_Set exercise A_:
Answer these questions about the recommender systems article:
(i) What platform is the example recommender system built for, and what does it suggest?
(ii) Which tool is named as a way to obtain document embeddings?
(iii) What assumption is collaborative filtering based on?

_Text shown_:
## begin
Two minutes NLP — Tips for Recommender Systems with NLP

Content-based and User-based Filtering, Collaborative Filtering, and Hybrid Approaches

Fabio Chiusano
NLPlanet
3 min readDec 12, 2021

--

How suggestions work in different types of recommender systems. Image by the author.

There are several types of recommender systems, but not all of them are suitable to be implemented with NLP techniques. Suppose we are building a recommender system for Medium, where our goal is to suggest articles to the users.

Content-based filtering

How suggestions work in content-based filtering recommender systems. Image by the author.

Content-based filtering methods are based on descriptions of the items to be recommended. They are best suited to situations where there is known data on the items (like name, description, etc.), but not on the users (like his/her previously read articles). These algorithms try to recommend items similar to those that a user liked in the past or is examining in the present.

A key advantage of content-based filtering is that it doesn’t need to know a list of items the user has interacted with in the past, which is usually collected after the user has interacted with the service for some time. As a consequence, content-based filtering works well from day one of a new user.

If we have text data that describe the items, we can leverage NLP techniques to compute items' similarity with document embeddings, like the ones obtained with Doc2vec.

Collaborative filtering

How suggestions work in collaborative filtering recommender systems. Image by the author.

Collaborative filtering is based on the assumption that people who agreed in the past will agree in the future, and that they will like similar kinds of items as they liked in the past.
## end
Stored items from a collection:
## begin
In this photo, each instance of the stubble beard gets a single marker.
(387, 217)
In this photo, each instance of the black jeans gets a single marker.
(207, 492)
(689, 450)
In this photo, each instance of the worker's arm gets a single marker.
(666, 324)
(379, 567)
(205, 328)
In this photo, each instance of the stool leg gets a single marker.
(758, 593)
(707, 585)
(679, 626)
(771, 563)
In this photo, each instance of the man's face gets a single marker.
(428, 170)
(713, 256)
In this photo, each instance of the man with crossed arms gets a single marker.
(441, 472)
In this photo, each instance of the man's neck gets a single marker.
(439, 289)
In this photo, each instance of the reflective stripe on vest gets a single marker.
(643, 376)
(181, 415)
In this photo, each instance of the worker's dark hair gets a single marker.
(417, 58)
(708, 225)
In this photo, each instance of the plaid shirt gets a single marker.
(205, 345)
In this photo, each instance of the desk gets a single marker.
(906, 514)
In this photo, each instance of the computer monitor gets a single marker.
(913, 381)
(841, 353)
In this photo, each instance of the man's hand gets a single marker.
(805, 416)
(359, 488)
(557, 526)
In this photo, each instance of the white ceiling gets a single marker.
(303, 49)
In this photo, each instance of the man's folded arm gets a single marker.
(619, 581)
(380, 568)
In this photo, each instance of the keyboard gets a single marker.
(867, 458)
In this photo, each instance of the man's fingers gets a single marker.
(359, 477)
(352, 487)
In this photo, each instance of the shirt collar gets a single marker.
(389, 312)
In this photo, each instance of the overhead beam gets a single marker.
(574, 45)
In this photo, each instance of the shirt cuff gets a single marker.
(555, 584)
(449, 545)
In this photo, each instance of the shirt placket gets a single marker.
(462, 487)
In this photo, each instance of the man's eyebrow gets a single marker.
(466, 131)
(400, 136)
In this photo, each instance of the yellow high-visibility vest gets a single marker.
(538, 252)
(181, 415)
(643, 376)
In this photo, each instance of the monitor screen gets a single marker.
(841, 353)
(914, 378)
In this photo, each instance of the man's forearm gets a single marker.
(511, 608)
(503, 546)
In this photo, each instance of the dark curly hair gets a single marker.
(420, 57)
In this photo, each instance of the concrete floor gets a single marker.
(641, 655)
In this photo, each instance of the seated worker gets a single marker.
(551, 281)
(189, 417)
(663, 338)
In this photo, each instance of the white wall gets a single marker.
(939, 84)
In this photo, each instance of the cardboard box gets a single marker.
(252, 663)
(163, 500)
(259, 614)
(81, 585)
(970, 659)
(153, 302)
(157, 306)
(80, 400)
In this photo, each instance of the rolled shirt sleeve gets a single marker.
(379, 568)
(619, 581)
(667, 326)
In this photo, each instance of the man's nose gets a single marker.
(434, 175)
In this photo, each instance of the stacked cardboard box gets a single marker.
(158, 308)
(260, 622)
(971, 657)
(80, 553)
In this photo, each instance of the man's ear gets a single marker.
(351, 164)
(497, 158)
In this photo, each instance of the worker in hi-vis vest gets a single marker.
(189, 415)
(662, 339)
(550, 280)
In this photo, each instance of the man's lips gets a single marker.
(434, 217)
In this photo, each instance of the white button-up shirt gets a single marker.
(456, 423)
## end
_Set exercise B_: Repeat, without any change, the stretch of the records from the line containing "In this photo, each instance of the worker in" through the end of the records.

_Task answer A_:
(i) Medium; it suggests articles to the users.
(ii) Doc2vec.
(iii) That people who agreed in the past will agree in the future, and that they will like similar kinds of items as they liked in the past.

_Task answer B_:
In this photo, each instance of the worker in hi-vis vest gets a single marker.
(189, 415)
(662, 339)
(550, 280)
In this photo, each instance of the man's lips gets a single marker.
(434, 217)
In this photo, each instance of the white button-up shirt gets a single marker.
(456, 423)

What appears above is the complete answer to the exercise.